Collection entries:
▽
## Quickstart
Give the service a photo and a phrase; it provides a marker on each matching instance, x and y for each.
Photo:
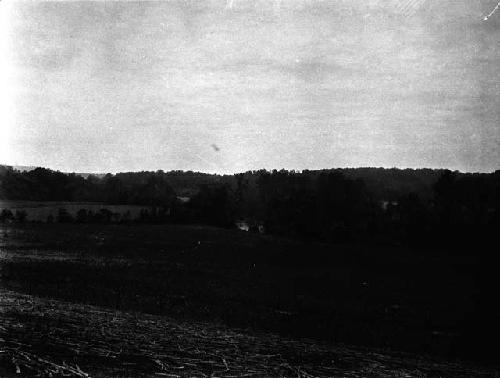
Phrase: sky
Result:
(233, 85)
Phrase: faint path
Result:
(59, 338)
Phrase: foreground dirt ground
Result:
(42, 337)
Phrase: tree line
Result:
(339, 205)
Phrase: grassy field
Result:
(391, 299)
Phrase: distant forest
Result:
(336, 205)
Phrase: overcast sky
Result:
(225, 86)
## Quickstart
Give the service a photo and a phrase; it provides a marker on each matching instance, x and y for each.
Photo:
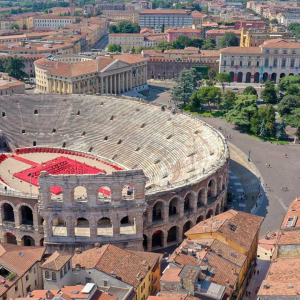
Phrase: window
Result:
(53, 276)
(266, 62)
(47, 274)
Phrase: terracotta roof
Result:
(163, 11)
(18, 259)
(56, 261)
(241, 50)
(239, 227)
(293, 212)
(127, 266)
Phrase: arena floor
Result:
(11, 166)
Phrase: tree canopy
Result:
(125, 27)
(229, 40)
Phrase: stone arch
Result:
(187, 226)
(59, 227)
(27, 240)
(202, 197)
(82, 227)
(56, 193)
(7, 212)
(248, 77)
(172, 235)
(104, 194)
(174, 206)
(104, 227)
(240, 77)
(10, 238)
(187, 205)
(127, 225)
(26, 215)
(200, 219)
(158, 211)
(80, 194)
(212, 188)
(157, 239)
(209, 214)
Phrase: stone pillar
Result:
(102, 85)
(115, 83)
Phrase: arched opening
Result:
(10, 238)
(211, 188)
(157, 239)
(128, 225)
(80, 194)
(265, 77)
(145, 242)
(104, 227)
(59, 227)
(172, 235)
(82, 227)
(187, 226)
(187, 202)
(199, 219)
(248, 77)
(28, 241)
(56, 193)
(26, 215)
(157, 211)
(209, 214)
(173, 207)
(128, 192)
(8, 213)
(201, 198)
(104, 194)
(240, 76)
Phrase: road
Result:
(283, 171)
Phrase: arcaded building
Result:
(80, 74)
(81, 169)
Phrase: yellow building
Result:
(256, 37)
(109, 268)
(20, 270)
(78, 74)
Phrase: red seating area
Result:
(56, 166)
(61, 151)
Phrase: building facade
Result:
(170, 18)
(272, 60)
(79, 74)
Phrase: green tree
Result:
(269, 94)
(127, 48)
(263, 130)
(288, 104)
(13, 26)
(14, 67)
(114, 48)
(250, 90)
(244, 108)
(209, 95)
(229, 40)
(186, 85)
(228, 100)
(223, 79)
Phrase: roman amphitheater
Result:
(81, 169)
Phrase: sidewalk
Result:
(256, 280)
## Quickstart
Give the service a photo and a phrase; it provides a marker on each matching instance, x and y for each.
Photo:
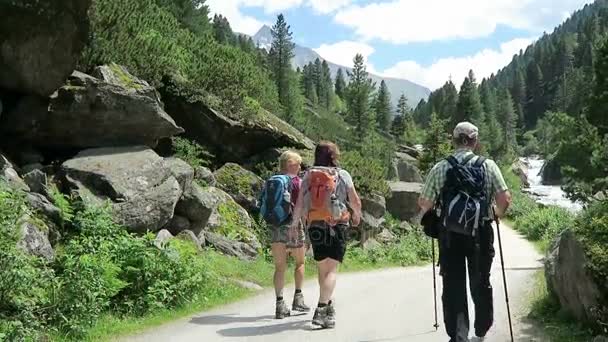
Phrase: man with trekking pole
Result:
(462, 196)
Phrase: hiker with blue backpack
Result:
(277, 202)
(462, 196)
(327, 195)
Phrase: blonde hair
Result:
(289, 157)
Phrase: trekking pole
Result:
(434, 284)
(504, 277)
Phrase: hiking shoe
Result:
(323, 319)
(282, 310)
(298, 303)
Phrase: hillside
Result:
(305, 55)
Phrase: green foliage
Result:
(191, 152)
△
GOAL OF THE EXERCISE:
Write down only the number of lines above where the word "stone" occurs.

TASK ANSWER:
2